▶ [PROBLEM REQUIREMENTS]: Copy every line below where the string "tree" is found.

▶ [DATA FOR PROCESSING]:
========================

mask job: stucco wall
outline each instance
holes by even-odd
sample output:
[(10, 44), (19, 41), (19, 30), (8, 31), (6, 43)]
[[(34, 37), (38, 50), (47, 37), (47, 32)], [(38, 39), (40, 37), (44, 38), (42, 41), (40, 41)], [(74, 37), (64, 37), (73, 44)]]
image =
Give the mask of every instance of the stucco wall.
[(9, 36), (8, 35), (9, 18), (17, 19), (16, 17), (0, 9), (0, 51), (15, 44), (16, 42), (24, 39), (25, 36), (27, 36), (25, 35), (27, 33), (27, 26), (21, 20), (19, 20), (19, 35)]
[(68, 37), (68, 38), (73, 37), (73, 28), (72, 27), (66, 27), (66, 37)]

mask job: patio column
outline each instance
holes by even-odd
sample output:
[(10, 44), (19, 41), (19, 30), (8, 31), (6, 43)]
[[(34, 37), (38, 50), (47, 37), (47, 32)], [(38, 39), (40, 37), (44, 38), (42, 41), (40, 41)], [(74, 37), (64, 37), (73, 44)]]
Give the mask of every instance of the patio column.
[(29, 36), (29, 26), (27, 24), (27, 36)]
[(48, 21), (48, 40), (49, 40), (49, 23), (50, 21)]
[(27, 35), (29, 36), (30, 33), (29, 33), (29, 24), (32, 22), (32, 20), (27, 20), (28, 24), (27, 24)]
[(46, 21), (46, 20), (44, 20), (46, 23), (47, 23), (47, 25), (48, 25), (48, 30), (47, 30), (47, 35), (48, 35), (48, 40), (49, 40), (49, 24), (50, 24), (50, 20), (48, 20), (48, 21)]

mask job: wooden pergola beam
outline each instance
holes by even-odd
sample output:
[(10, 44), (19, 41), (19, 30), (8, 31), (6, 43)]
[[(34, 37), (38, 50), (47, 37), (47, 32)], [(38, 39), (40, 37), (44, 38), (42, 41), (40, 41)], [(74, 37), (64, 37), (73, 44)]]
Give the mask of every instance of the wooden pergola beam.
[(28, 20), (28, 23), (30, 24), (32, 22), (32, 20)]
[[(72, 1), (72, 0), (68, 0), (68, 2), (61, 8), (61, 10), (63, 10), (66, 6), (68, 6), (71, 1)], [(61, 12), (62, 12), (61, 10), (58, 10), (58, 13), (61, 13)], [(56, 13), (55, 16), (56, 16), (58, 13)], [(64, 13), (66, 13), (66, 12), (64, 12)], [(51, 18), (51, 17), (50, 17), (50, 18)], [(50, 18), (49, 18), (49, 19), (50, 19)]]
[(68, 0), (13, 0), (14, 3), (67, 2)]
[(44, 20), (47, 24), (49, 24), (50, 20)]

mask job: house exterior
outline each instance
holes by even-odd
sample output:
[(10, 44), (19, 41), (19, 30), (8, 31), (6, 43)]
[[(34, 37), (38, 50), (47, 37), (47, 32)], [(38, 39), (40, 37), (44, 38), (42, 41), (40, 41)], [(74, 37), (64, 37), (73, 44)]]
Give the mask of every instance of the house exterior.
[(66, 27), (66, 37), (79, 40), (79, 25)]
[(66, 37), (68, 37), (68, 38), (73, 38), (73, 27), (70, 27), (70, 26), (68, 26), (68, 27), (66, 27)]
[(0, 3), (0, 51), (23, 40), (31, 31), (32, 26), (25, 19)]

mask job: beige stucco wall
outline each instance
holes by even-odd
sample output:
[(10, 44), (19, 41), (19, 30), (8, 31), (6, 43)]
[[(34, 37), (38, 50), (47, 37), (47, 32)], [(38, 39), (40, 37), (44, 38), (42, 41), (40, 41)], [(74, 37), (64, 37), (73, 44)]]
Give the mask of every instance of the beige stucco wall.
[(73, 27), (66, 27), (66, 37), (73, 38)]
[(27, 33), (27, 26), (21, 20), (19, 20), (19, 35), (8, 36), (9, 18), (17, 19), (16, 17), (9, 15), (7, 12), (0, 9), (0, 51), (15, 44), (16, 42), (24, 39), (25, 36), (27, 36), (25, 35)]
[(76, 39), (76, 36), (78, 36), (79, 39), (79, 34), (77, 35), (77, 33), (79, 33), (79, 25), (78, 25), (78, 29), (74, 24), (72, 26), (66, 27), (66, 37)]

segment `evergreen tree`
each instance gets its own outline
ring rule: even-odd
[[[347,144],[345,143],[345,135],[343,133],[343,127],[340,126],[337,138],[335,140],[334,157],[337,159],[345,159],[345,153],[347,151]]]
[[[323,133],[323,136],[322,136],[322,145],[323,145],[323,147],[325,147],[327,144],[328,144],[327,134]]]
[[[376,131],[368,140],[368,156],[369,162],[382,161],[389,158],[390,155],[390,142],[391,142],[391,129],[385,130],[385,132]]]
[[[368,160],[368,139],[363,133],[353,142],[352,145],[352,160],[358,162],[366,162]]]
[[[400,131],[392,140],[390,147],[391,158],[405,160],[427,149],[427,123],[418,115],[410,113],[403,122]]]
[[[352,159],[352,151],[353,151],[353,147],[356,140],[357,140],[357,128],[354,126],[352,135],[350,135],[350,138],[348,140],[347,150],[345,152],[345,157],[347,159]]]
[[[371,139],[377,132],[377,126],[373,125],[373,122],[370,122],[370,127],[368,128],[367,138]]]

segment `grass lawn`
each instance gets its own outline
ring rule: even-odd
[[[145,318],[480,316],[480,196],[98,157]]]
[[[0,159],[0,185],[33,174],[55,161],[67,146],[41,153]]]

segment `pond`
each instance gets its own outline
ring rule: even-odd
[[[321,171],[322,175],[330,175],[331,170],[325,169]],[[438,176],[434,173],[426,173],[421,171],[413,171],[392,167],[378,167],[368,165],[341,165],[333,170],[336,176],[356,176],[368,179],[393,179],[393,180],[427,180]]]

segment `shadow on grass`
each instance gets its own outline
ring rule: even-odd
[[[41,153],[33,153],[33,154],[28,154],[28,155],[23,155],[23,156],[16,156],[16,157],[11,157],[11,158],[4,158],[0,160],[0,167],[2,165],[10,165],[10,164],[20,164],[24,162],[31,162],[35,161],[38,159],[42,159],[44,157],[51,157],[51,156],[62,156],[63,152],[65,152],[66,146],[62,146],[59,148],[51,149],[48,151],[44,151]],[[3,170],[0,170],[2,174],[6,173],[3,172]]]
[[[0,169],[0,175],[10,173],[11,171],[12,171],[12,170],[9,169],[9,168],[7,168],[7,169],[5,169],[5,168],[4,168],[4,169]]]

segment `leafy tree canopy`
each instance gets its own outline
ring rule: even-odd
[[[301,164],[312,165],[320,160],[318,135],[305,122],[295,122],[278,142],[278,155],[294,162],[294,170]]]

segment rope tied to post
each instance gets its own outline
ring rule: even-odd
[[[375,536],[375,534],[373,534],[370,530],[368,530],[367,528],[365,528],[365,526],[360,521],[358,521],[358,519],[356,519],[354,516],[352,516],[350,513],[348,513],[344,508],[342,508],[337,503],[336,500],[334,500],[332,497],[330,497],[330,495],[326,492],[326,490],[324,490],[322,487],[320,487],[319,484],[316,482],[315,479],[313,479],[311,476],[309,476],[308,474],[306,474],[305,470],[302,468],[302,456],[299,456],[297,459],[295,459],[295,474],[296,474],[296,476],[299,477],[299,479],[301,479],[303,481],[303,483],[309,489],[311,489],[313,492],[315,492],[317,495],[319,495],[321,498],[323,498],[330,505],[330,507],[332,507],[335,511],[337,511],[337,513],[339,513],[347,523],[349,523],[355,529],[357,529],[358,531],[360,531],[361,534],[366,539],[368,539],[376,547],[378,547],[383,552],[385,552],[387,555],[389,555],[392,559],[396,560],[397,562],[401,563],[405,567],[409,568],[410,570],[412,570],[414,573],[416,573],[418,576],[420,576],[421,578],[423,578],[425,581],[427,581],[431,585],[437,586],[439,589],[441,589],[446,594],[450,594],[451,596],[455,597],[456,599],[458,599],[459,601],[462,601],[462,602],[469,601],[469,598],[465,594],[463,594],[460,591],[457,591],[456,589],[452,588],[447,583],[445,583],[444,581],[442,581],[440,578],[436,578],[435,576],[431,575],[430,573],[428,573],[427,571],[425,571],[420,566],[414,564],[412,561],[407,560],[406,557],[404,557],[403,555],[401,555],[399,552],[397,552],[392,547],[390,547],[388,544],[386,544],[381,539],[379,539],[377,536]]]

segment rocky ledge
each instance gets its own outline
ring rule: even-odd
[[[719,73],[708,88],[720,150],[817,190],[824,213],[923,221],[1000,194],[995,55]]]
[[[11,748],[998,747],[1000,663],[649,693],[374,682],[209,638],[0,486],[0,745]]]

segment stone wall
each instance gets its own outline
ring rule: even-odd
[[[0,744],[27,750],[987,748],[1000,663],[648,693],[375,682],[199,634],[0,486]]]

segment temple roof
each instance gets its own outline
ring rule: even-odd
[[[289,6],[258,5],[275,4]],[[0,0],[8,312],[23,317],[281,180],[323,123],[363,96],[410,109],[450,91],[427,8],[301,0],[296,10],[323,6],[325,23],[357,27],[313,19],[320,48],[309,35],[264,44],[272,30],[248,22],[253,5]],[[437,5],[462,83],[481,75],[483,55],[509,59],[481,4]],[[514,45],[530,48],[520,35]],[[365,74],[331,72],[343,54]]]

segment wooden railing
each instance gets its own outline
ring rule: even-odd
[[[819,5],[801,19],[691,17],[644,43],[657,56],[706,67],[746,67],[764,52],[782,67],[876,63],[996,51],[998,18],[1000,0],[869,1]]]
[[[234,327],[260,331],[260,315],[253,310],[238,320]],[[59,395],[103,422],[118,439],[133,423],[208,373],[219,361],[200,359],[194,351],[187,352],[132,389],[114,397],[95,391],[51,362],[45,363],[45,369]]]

========================

▶ [YOUR SOLUTION]:
segment `evergreen tree`
segment `leafy tree canopy`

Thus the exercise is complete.